BEGIN Document segment

About

James Grimshaw

Institute for Cell and Molecular Biosciences (ICaMB) Medical School Newcastle University Catherine Cookson Building Framlington Place Newcastle-upon-Tyne NE2 4HH

Supervisor(s): 

Dr Henrik Strahl and Dr Mal Horsburgh

I studied Molecular Biology at Sheffield University. Whilst there I undertook a computing based research project in my third year and studied plant pathogen interactions during my masters project. I also took part in the Sheffield 2016 iGEM project. In this I worked on a team of undergraduate students to develop a biosensor for diagnosing bacterial infections. Both my fourth year and iGEM projects involved working with bacteria and the genetic manipulations involved, which is why I decided to study microbiology at Newcastle. I have a particular interest in RNA and its impacts on the microbial cell.

Why is the Bacterial mRNA Degradation Machinery Membrane Associated?

END Document segment

Instructions:
a: Translate this sentence from the researcher profile into French: "I have a particular interest in RNA and its impacts on the microbial cell."
b: Summarize the researcher profile in two sentences.
c: Write the next part of the researcher profile, following on from its final heading.

BEGIN Available data

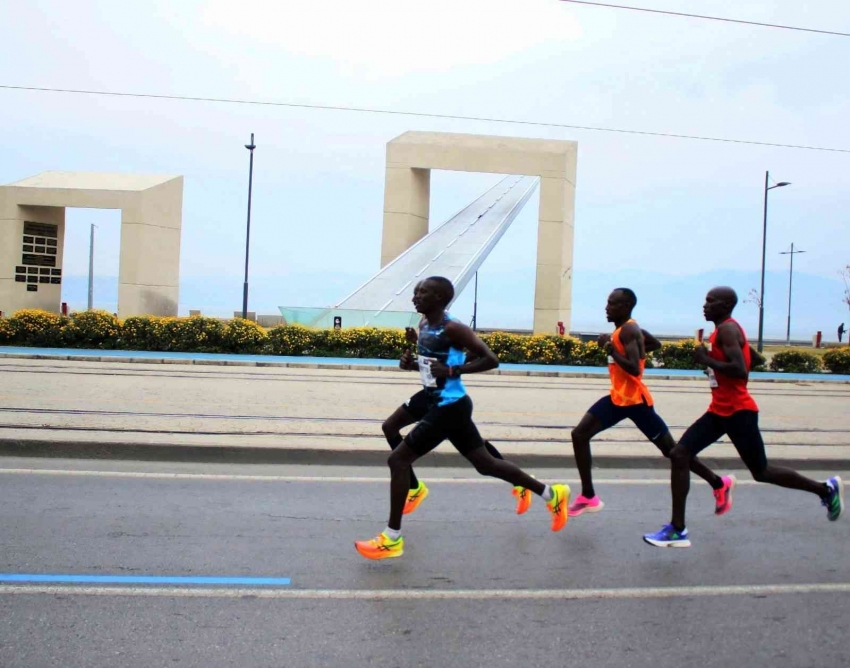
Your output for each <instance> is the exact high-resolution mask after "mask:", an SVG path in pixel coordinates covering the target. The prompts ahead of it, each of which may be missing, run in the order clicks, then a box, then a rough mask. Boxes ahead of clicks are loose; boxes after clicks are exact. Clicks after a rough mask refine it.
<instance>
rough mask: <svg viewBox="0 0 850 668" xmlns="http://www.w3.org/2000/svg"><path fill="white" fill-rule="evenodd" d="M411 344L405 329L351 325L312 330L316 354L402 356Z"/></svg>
mask: <svg viewBox="0 0 850 668" xmlns="http://www.w3.org/2000/svg"><path fill="white" fill-rule="evenodd" d="M409 347H410V345H409V344H408V343H406V342H405V338H404V330H400V329H378V328H376V327H351V328H348V329H339V330H336V329H325V330H314V331H313V352H312V353H311V355H316V356H319V357H359V358H389V359H395V358H398V357H401V353H402V351H403V350H404V349H405V348H409Z"/></svg>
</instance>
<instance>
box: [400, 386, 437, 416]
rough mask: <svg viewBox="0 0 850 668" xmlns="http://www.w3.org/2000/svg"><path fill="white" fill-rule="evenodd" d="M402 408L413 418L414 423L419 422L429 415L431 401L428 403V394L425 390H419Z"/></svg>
mask: <svg viewBox="0 0 850 668" xmlns="http://www.w3.org/2000/svg"><path fill="white" fill-rule="evenodd" d="M401 407H402V408H403V409H404V410H405V411H406V412H407V414H408V415H410V417H411V418H413V421H414V422H419V420H421V419H422V418H423V417H425V416H426V415H427V414H428V409H429V408H430V407H431V406H430V401H428V393H427V392H426V391H425V390H419V392H417V393H416V394H414V395H413V396H412V397H410V399H408V400H407V401H405V402H404V403H403V404H402V405H401Z"/></svg>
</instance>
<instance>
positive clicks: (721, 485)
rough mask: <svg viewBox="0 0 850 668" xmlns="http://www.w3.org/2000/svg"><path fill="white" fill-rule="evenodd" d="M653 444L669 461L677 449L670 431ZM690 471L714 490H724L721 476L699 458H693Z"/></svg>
mask: <svg viewBox="0 0 850 668" xmlns="http://www.w3.org/2000/svg"><path fill="white" fill-rule="evenodd" d="M652 442H653V443H654V444H655V446H656V447H657V448H658V449H659V450H661V454H662V455H664V456H665V457H667V458H668V459H669V458H670V452H672V450H673V448H674V447H676V441H674V440H673V435H672V434H671V433H670V432H669V431H667V432H665V433H664V434H663V435H662V436H659V437H658V438H656V439H655V440H653V441H652ZM690 470H691V473H695V474H696V475H698V476H699V477H700V478H702V479H703V480H705V481H706V482H707V483H708V484H709V485H711V488H712V489H722V488H723V480H721V478H720V476H719V475H717V474H716V473H715V472H714V471H712V470H711V469H710V468H708V467H707V466H706V465H705V464H703V463H702V462H701V461H700V460H699V458H697V457H693V458H691V463H690Z"/></svg>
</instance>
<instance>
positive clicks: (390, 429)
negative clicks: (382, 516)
mask: <svg viewBox="0 0 850 668" xmlns="http://www.w3.org/2000/svg"><path fill="white" fill-rule="evenodd" d="M420 285H422V281H419V283H417V284H416V286H415V287H414V288H413V294H414V297H415V296H416V293H417V292H418V290H419V286H420ZM426 325H427V320H426V319H425V318H422V319H420V321H419V327H420V328H422V327H424V326H426ZM405 338H406V339H407V342H408V343H410V344H418V343H419V334H418V331H417V330H415V329H413V328H412V327H406V328H405ZM469 359H471V356H470V355H466V356H465V360H464V361H466V360H469ZM428 397H429V394H428V390H427V389H425V388H423V389H421V390H419V392H417V393H416V394H414V395H413V396H412V397H410V399H408V400H407V401H405V402H404V403H403V404H402V405H401V406H399V407H398V408H397V409H396V410H395V411H393V413H392V415H390V416H389V417H388V418H387V419H386V420H384V423H383V424H382V425H381V430H382V431H383V432H384V438H386V439H387V443H389V446H390V448H392V449H393V450H395V449H396V448H397V447H398V446H399V445H401V442H402V441H403V440H404V438H403V437H402V435H401V430H402V429H404V428H405V427H409V426H410V425H412V424H415V423H417V422H419V421H420V420H421V419H422V418H423V417H424V416H425V415H426V414H427V413H428V407H429V403H430V402H429V399H428ZM484 447H485V448H487V452H489V453H490V454H491V455H493V456H494V457H495V458H496V459H504V457H502V454H501V453H500V452H499V451H498V450H497V449H496V446H494V445H493V444H492V443H490V441H488V440H486V439H485V440H484ZM511 493H512V494H513V495H514V497H516V500H517V504H516V512H517V515H523V514H524V513H526V512H528V509H529V508H530V507H531V497H532V494H531V492H530V491H529V490H527V489H525V488H524V487H514V488H513V489H512V490H511ZM429 494H430V490H429V489H428V485H426V484H425V482H424V481H422V480H420V479H419V478H418V476H417V475H416V473H415V472H414V470H413V467H412V466H411V467H410V491H409V492H408V493H407V501H406V502H405V504H404V510H403V511H402V514H403V515H409V514H410V513H412V512H413V511H415V510H416V509H417V508H418V507H419V506H420V505H422V502H423V501H425V499H426V498H428V495H429Z"/></svg>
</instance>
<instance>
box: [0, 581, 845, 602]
mask: <svg viewBox="0 0 850 668" xmlns="http://www.w3.org/2000/svg"><path fill="white" fill-rule="evenodd" d="M4 594H18V595H25V596H33V595H50V596H152V597H172V598H174V597H176V598H267V599H314V600H367V601H374V600H377V601H382V600H402V601H411V600H420V601H421V600H432V601H439V600H464V601H489V600H511V601H516V600H545V599H549V600H553V599H554V600H612V599H614V600H616V599H650V598H689V597H696V596H776V595H784V594H850V582H839V583H835V584H826V583H816V584H791V585H789V584H786V585H718V586H692V587H624V588H619V589H613V588H612V589H258V588H254V589H245V588H241V589H236V588H202V587H188V588H186V587H80V586H74V585H67V586H54V585H46V586H41V585H0V595H4Z"/></svg>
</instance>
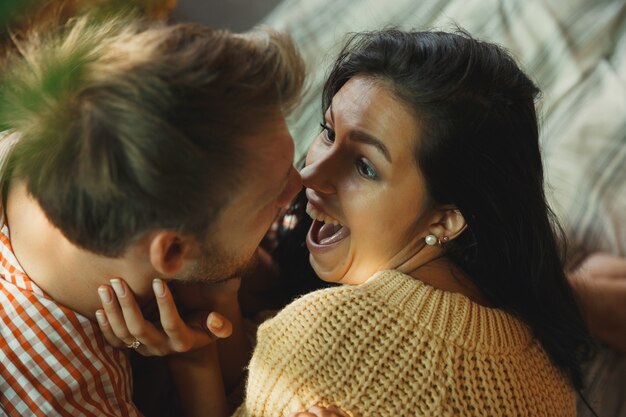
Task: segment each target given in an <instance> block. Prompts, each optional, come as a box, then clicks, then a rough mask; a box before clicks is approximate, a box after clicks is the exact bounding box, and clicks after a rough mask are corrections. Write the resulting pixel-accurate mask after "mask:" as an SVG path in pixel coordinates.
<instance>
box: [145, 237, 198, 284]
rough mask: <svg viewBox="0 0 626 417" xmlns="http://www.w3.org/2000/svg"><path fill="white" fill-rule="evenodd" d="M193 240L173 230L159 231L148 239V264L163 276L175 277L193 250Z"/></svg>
mask: <svg viewBox="0 0 626 417" xmlns="http://www.w3.org/2000/svg"><path fill="white" fill-rule="evenodd" d="M194 242H195V240H194V239H191V238H190V237H189V236H186V235H182V234H181V233H179V232H176V231H173V230H160V231H158V232H156V233H154V234H152V236H151V237H150V243H149V247H148V250H149V255H150V263H151V264H152V266H153V267H154V269H155V270H156V271H157V272H159V273H160V274H163V275H165V276H172V275H176V274H177V273H178V272H179V271H180V270H181V269H182V267H183V265H184V262H185V260H186V259H187V258H188V257H189V254H190V252H191V251H192V249H193V246H194V244H195V243H194Z"/></svg>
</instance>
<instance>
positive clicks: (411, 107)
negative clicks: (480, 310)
mask: <svg viewBox="0 0 626 417" xmlns="http://www.w3.org/2000/svg"><path fill="white" fill-rule="evenodd" d="M356 75H368V76H372V77H375V78H377V79H380V80H382V81H383V82H385V83H386V85H388V86H389V87H390V88H391V89H392V91H394V93H395V94H396V95H397V97H398V98H400V99H401V101H402V102H404V103H405V104H406V105H407V106H408V107H409V108H411V109H413V110H414V112H415V115H416V118H418V119H419V121H420V126H421V127H422V130H421V136H420V138H419V141H418V142H419V145H418V148H417V149H416V150H415V157H416V160H417V165H418V167H419V169H420V170H421V172H422V174H423V175H424V178H425V181H426V184H427V187H428V191H429V194H430V196H431V198H432V199H433V201H435V202H436V203H437V204H451V205H454V206H456V207H457V208H458V209H459V210H460V211H461V212H462V213H463V215H464V217H465V219H466V222H467V224H468V227H467V229H466V230H465V231H464V232H463V233H462V234H461V235H460V236H459V237H458V238H456V239H454V240H453V241H451V242H449V243H447V244H445V247H444V248H445V256H446V257H447V258H448V259H450V260H451V261H452V262H454V263H455V264H456V265H458V266H459V267H461V268H462V269H463V270H464V271H465V272H466V273H467V274H468V275H469V276H470V278H471V279H472V280H473V282H474V283H475V284H476V286H477V287H478V288H479V289H480V291H481V293H482V295H483V296H484V297H486V299H487V300H488V301H489V303H490V304H491V305H492V306H493V307H496V308H500V309H503V310H506V311H508V312H510V313H512V314H514V315H516V316H517V317H520V318H521V319H522V320H523V321H524V322H526V323H527V324H528V325H529V326H530V327H531V328H532V331H533V332H534V335H535V337H536V338H537V339H538V340H539V341H540V343H541V344H542V346H543V348H544V349H545V350H546V352H547V353H548V354H549V356H550V358H551V359H552V361H553V362H554V364H555V365H556V366H557V367H559V368H560V369H562V370H563V371H564V372H565V373H566V374H567V375H568V376H569V377H570V379H571V381H572V384H573V385H574V387H576V388H580V387H581V386H582V375H581V361H582V360H583V359H584V358H585V357H587V356H588V354H589V353H590V352H591V351H592V342H591V338H590V336H589V334H588V332H587V330H586V327H585V324H584V320H583V318H582V314H581V311H580V309H579V307H578V305H577V303H576V301H575V299H574V295H573V293H572V290H571V288H570V286H569V285H568V283H567V280H566V277H565V274H564V270H563V262H564V256H565V253H564V239H563V233H562V229H561V228H560V227H559V226H558V223H557V221H556V219H555V216H554V214H553V213H552V211H551V210H550V208H549V206H548V204H547V203H546V198H545V194H544V178H543V167H542V162H541V154H540V147H539V133H538V123H537V115H536V111H535V99H536V98H537V96H538V95H539V90H538V88H537V87H536V86H535V85H534V84H533V82H532V81H531V80H530V79H529V78H528V77H527V76H526V75H525V74H524V73H523V72H522V71H521V70H520V69H519V67H518V66H517V64H516V63H515V61H514V60H513V58H512V57H511V56H510V55H509V54H508V53H507V52H506V51H505V50H503V49H502V48H500V47H498V46H496V45H494V44H490V43H485V42H480V41H478V40H475V39H473V38H471V37H470V36H469V35H467V34H465V33H456V34H452V33H444V32H403V31H399V30H394V29H388V30H383V31H378V32H371V33H360V34H356V35H353V36H352V38H351V39H350V40H349V41H348V43H347V44H346V46H345V47H344V49H343V50H342V52H341V54H340V55H339V57H338V59H337V60H336V62H335V65H334V67H333V69H332V71H331V73H330V76H329V77H328V80H327V82H326V85H325V86H324V93H323V104H322V112H324V111H326V109H327V108H328V106H329V105H330V103H331V101H332V98H333V96H334V95H335V94H336V93H337V92H338V91H339V89H340V88H341V87H342V86H343V85H344V84H345V83H346V82H347V81H348V80H349V79H350V78H352V77H354V76H356ZM322 114H323V113H322ZM296 204H299V207H298V206H297V207H296V210H302V206H303V204H302V201H299V202H298V201H297V202H296ZM298 227H299V228H300V229H301V230H299V232H300V233H296V235H300V236H301V233H303V231H304V228H305V226H304V225H298ZM294 237H295V236H294ZM299 239H301V237H299ZM285 242H286V243H287V244H282V245H280V247H279V250H278V257H279V258H280V257H281V256H282V257H283V259H285V258H286V257H288V258H289V260H290V261H291V265H293V263H294V262H293V261H294V260H299V261H300V262H302V261H304V262H308V259H307V260H306V261H305V259H306V257H304V256H302V255H299V256H300V257H299V258H298V257H297V255H296V252H297V251H298V250H300V248H301V247H298V246H297V245H296V246H291V248H293V249H291V250H289V249H287V245H293V244H294V243H295V242H294V241H293V240H286V241H285ZM301 242H302V240H300V243H301ZM301 253H302V252H301ZM285 255H286V256H285ZM294 272H295V271H294Z"/></svg>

END Available data

Answers to the problems:
a: Je m'intéresse particulièrement à l'ARN et à ses effets sur la cellule microbienne.

b: The profile belongs to James Grimshaw of the Institute for Cell and Molecular Biosciences at Newcastle University, whose supervisors are Dr Henrik Strahl and Dr Mal Horsburgh. After studying Molecular Biology at Sheffield University, where the work included a masters project on plant pathogen interactions and a place on the Sheffield 2016 iGEM team developing a biosensor for diagnosing bacterial infections, Grimshaw chose to study microbiology at Newcastle and has a particular interest in RNA and its impacts on the microbial cell.

c:
To respond to their environment, living organisms need to regulate their protein production, which often occurs via regulated transcription of DNA to mRNA. However, for this regulation to be effective, mRNA needs to be degraded in a rapid but controlled fashion. Across all domains of life, RNA degradation is regulated by ribonuclease complexes. In bacteria this complex is known as the RNA degradosome. I am studying RNase Y, an endoribonuclease that act as a scaffold for this complex in Bacillus subtilis and other bacteria. In eukaryotes the physical separation of transcription and degradation of mRNA into the nucleus and cytoplasm, respectively, ensures that mRNA will have a fair opportunity to be translated before premature degradation. However, bacteria lack the cellular organelle organisation. Instead RNA degradosome is associated with the cytoplasmic membrane. This conserved cellular localisation of RNA degradosomes possibly establishes spatial regulation of mRNA degradation, allowing mRNA to diffuse through the ribosome-rich cytoplasm before being degraded by the periferal RNA degradation machinery. We intend to further investigate why the RNase Y degradosome is bound to the membrane and what the effects are of its release to the cytoplasm.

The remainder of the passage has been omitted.